EXCERPTED TEXT =>
Sen. Romer, at the hearing, seemed to cast blame upon the Governor's office for all these anti-patient "imperfections" in the bill.
*sigh*
Sorry to be insulting, but you really should learn how to read legal language before freaking out about it. That passage is intended for patients who wish to designate a DISPENSARY (as opposed to a private caregiver) the PRIMARY (meaning that dispensary is their legal caregiver and thus gets their plant rights) dispensary where they will purchase meds. Nowhere in the bill does it say that a person may go to no other dispensaries than the one that is designated their primary caregiver. That would make no sense and would've been torn apart (or at least mentioned) by CTI or any number of panicked advocacy organizations sending out e-mails with incorrect information.

And yes, I am against the bill. But the above is not a concern to me in the least because if you understand the context in which it was written (as well as within the context of the current system wherein a patient can designate a PRIMARY caregiver but still get meds from other legal caregivers), it's clear that's not what it's saying.

RECORD EXCERPTS =>
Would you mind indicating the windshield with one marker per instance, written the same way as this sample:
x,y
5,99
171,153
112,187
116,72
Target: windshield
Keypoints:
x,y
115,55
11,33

WHAT YOU NEED TO DO =>
Reproduce the part of the comment on the dispensary bill that opens with the words containing "And yes, I am" and closes with "what it's saying.". The material was taken from a separate source and is unrelated to the comment on the dispensary bill.

WRITTEN ANSWER =>
And yes, I am against the bill. But the above is not a concern to me in the least because if you understand the context in which it was written (as well as within the context of the current system wherein a patient can designate a PRIMARY caregiver but still get meds from other legal caregivers), it's clear that's not what it's saying.